Requisitos => Reescreva todas as linhas abaixo trocando "pixel coordinates" por "screen coordinates" e deixando todo o resto igual.

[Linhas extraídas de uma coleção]

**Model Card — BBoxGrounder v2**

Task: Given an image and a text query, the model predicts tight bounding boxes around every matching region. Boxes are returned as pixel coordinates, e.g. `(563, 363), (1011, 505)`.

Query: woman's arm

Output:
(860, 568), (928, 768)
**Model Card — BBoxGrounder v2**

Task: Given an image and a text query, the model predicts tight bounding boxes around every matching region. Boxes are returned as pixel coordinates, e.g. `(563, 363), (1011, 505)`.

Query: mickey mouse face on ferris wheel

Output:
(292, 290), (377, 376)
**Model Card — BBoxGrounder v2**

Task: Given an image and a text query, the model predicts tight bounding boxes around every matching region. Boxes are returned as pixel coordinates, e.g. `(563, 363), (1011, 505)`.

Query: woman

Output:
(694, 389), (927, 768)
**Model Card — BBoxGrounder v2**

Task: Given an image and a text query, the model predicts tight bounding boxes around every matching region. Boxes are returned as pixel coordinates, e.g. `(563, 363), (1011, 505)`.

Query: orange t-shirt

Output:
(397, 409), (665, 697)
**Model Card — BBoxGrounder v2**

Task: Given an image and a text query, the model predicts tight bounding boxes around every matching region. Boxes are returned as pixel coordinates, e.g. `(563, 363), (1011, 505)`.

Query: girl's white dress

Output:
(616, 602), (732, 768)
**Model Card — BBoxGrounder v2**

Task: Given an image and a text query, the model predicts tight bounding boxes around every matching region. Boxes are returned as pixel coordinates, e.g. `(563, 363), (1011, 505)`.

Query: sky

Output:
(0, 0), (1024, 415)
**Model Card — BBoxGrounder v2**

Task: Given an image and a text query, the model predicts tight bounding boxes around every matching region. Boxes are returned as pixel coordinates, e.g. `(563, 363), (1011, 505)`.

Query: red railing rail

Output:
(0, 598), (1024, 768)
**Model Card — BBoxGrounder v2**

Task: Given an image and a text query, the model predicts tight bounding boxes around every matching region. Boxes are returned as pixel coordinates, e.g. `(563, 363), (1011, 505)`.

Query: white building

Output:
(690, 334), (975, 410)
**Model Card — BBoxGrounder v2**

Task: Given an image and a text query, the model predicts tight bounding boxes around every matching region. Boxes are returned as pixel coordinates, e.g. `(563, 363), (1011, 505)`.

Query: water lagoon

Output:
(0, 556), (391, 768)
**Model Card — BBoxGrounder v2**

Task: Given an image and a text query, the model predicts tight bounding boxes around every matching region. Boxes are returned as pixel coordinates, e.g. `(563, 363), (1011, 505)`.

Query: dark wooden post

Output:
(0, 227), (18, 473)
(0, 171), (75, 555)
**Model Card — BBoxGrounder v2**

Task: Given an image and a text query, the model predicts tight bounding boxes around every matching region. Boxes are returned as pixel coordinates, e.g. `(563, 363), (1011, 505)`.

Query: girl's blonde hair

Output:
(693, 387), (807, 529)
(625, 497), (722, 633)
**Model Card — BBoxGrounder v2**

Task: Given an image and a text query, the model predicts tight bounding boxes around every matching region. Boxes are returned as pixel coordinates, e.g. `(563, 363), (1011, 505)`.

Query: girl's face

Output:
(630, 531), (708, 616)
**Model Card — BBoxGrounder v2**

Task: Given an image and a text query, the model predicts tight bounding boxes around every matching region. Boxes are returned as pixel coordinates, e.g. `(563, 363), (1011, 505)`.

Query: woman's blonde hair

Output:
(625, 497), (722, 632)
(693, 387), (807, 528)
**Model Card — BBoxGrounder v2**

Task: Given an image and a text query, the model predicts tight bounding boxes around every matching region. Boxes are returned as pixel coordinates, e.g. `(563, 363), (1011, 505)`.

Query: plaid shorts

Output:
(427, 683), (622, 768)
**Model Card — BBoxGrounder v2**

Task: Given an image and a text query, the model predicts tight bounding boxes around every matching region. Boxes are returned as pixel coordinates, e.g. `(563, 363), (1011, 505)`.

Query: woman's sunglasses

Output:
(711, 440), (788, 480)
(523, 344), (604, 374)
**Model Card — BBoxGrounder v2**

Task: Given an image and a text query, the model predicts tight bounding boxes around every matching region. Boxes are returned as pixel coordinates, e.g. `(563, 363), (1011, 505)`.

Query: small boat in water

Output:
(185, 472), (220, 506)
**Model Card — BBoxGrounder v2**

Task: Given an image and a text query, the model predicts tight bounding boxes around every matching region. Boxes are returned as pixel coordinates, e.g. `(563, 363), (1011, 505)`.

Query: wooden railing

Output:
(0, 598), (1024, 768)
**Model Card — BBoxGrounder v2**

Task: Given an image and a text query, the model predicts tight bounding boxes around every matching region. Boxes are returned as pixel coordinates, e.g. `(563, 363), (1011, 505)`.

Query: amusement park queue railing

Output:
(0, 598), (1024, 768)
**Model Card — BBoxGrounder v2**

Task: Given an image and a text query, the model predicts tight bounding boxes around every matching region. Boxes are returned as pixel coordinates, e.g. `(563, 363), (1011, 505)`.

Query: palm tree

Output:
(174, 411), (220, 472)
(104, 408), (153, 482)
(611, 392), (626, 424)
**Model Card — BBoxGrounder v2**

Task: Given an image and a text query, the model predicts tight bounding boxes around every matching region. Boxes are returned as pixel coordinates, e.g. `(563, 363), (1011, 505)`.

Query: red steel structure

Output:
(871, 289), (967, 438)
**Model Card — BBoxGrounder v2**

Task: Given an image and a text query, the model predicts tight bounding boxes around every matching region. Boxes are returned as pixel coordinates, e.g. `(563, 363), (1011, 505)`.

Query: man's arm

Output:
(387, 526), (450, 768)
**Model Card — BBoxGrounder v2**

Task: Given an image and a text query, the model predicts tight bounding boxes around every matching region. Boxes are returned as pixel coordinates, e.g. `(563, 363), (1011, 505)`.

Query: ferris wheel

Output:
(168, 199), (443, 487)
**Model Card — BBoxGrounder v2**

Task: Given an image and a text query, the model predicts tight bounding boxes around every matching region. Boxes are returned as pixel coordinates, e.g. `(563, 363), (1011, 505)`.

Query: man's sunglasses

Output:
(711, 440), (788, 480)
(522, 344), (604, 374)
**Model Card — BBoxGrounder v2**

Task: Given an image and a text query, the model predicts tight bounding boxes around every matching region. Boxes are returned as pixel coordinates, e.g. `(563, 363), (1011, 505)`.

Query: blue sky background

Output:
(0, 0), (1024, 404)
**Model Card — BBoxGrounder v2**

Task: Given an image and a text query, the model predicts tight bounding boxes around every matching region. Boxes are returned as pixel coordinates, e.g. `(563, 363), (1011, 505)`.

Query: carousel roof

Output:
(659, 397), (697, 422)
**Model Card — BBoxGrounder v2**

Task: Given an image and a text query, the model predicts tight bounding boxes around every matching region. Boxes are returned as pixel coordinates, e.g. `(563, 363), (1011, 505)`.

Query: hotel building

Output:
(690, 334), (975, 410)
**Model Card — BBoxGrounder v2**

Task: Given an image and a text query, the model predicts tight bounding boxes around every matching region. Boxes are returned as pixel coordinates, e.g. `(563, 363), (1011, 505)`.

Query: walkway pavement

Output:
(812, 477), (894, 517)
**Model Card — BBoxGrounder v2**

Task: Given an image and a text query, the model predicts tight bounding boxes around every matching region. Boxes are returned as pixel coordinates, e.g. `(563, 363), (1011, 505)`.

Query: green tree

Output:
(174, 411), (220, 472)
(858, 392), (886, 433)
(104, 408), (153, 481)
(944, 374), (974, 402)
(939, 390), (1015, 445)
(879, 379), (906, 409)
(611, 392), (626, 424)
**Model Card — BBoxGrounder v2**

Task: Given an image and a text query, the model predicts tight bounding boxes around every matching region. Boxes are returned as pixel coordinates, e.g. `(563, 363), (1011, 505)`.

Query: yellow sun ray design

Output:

O resultado =>
**Model Card — BBoxGrounder v2**

Task: Given an image and a text query, the model predicts tight bounding boxes around every matching region. Boxes are returned as screen coordinates, e.g. `(563, 363), (1011, 505)`.

Query: woman's arm

Output:
(860, 568), (928, 768)
**Model Card — BBoxGrounder v2**

Task: Given an image and a text query, the model predicts tight bounding boxes around every matching region. Boxes are returned as screen coordinates, e.g. `(563, 363), (1011, 505)`.

Query: mickey mouse face on ferris wheel

Output:
(292, 290), (377, 376)
**Model Card — BBoxGrounder v2**

Task: Given an image and a text query, the model predicts tight bounding boxes around every matching region. Boxes are returned as screen coordinates, e.g. `(563, 363), (1011, 505)`.

Query: woman

Output:
(694, 389), (927, 768)
**Model Card — BBoxGrounder v2**

Task: Given an image and a text query, the model predicts tight bounding boxes around every matching region. Boxes are returned as screen coordinates, e.g. `(563, 363), (1011, 505)`.

Query: orange t-shirt

Output:
(397, 409), (665, 697)
**Model Card — BBoxGrounder v2**

Task: Given an image and a text query, the model predicts tight bounding boxes around every matching region. Boxes are returned as screen coordinates, e.g. `(563, 363), (1011, 505)`.

Query: girl's white dress

Output:
(616, 602), (732, 768)
**Model Card — BBoxGrounder v2**

Task: Given an image and a text query, the model predicts tight bounding boxes around every matching region. Boxes are returned as screen coordinates, e.g. `(563, 363), (1011, 505)`.

Query: sky

Output:
(0, 0), (1024, 415)
**Model Card — BBoxGrounder v2**

Task: Given an image and a text query, the model predicts tight bounding boxes around every matching region. Boxes are returned as screen coordinates, e.g. `(563, 363), (1011, 505)`.

Query: red railing rail

Output:
(0, 598), (1024, 768)
**Model Card — BBoxGrounder v2**

Task: Given an image and a text query, the model predicts tight bounding boxes around every matching region. Boxes are returned as screen coordinates, e.g. `(563, 363), (1011, 505)`.

Query: white building

Output:
(690, 334), (975, 410)
**Model Card — BBoxGrounder v2**

Task: Given an image and a text query, the model predicts tight bounding boxes around every matching region. Boxes are returned as screen coordinates, e.g. `(563, 363), (1011, 505)`.

Query: water lagoon

Output:
(0, 556), (391, 768)
**Model Card — BBoxGrounder v2**

Task: Given an image and a text query, the model predicts tight bounding boxes around every matching region. Boxes are returned as screen coordinates, e.g. `(563, 363), (1011, 505)`.

Query: dark wooden post

Output:
(0, 227), (18, 473)
(0, 171), (75, 555)
**Model Card — BBoxGrounder v2**

Task: Given an image and a text query, the model predicts tight bounding boxes around every matching region. Boxes are returned as screen coordinates, e.g. `(563, 363), (1011, 505)`.

Query: girl's blonde hair

Output:
(693, 387), (807, 529)
(625, 497), (722, 633)
**Model Card — BBoxGrounder v2**

Task: Given an image and a text query, the model predicts tight bounding boxes around every matching region. Boxes are returned as screen coordinates, e.g. `(563, 363), (1011, 505)`.

Query: girl's face

Output:
(630, 531), (708, 616)
**Model Card — BBoxGrounder v2**

Task: Given an image and a text query, the model predicts tight bounding boxes around every matching region. Boxes are returned as screen coordinates, e.g. `(563, 363), (1011, 505)`.

Query: woman's blonde hair

Output:
(625, 497), (722, 632)
(693, 387), (807, 528)
**Model Card — BBoxGrounder v2**

Task: Given an image and a text query, the model predicts tight bounding boxes around every matching region. Boxes are returned as screen coordinates, e.g. `(563, 363), (1011, 505)`.

Query: plaid shorts

Output:
(427, 683), (622, 768)
**Model Card — BBoxGrounder v2**

Task: Given an image and a text query, the model predicts tight bounding boxes around every matching region. Boxes are returned as screen coordinates, e.g. `(563, 363), (1011, 505)`.

Query: woman's sunglasses

Output:
(711, 440), (788, 480)
(523, 344), (604, 374)
**Model Card — BBoxGrounder v2**

Task: Given an image and a text query, the model predicts tight bounding boxes around every matching region. Boxes are returned as screen coordinates, e.g. `(563, 363), (1011, 505)`.

Query: small boat in water

Output:
(185, 472), (220, 506)
**Model Card — BBoxGrounder v2**

Task: Given an image and a text query, the model predicts tight bounding boxes around every matching region. Boxes are returned as screen coordinates, e.g. `(563, 363), (1011, 505)`.

Query: wooden railing

Output:
(0, 598), (1024, 768)
**Model Card — BBoxGrounder v2**

Task: Given an image and a text query, the model predicts tight bounding boxes around every matching region. Boxes are returned as screen coordinates, e.g. `(563, 363), (1011, 505)`.

Query: amusement park queue railing

Output:
(0, 598), (1024, 768)
**Model Card — BBoxGrounder v2**

Task: Given an image and a text query, the model predicts tight bounding boxes around every matching region. Boxes are returned as screen coordinates, e.g. `(563, 363), (1011, 505)`.

Query: palm tree

Output:
(174, 411), (220, 472)
(104, 408), (153, 482)
(611, 392), (626, 424)
**Model Card — BBoxGrounder v2**

Task: Given an image and a text query, the model predicts tight bounding boxes around every matching region. Boxes are returned as screen coordinates, e.g. `(563, 363), (1011, 505)`.

Query: red steel structure

Output:
(871, 289), (967, 438)
**Model Card — BBoxGrounder v2**

Task: Given an image and a text query, the model predicts tight bounding boxes around every matching region. Boxes are returned as screen coordinates, e.g. `(563, 363), (1011, 505)`.

Query: man's arm

Output:
(387, 526), (450, 768)
**Model Card — BBoxGrounder v2**

Task: Given an image and a text query, the model predicts tight bounding boxes around every matching region. Boxes are returned as screen coordinates, e.g. `(563, 363), (1011, 505)`.

Query: ferris wheel

Output:
(168, 199), (443, 487)
**Model Card — BBoxGrounder v2**

Task: Given an image and a text query, the model predicts tight bounding boxes around every matching region. Boxes are returned as screen coordinates, e.g. `(563, 363), (1011, 505)`.

Query: man's sunglasses

Output:
(711, 440), (788, 480)
(522, 344), (604, 374)
**Model Card — BBoxGrounder v2**

Task: Given an image and a text query, the model predicts tight bounding boxes around every matching region. Boxes are returned as screen coordinates, e.g. `(563, 363), (1011, 505)`.

Query: blue sky background

Output:
(0, 0), (1024, 404)
**Model Card — BBoxGrounder v2**

Task: Given an image and a text query, the model predicts tight bounding boxes around every matching region. Boxes are returned as screen coordinates, e.g. `(563, 363), (1011, 505)`.

Query: carousel roof

Output:
(659, 397), (697, 422)
**Model Card — BBoxGrounder v2**

Task: Given an image and a text query, the model predicts tight bounding boxes around every matching region. Boxes are returned as screen coordinates, e.g. `(563, 363), (1011, 505)`.

Query: hotel building

Output:
(690, 334), (975, 410)
**Model Card — BBoxGrounder v2**

Task: Given an image and a text query, the model predicts tight bounding boxes around every matching region. Boxes are returned as screen coordinates, e.g. `(563, 363), (1011, 505)`.

Query: walkway pavement

Output:
(812, 477), (894, 517)
**Model Card — BBoxGrounder v2**

Task: Given an image and a text query, the model predicts tight bounding boxes around every matching region. Boxes are returned as screen coordinates, e.g. `(563, 363), (1011, 505)`.

Query: green tree

Output:
(174, 411), (220, 472)
(858, 392), (886, 433)
(104, 408), (153, 481)
(944, 374), (974, 402)
(939, 390), (1015, 445)
(879, 379), (906, 409)
(611, 392), (626, 424)
**Model Card — BBoxGrounder v2**

Task: Given an image and a text query, the model predicts tight bounding boxes around every matching region. Boxes are returned as screen coordinates, e.g. `(563, 363), (1011, 505)`.

Query: yellow sun ray design

Output:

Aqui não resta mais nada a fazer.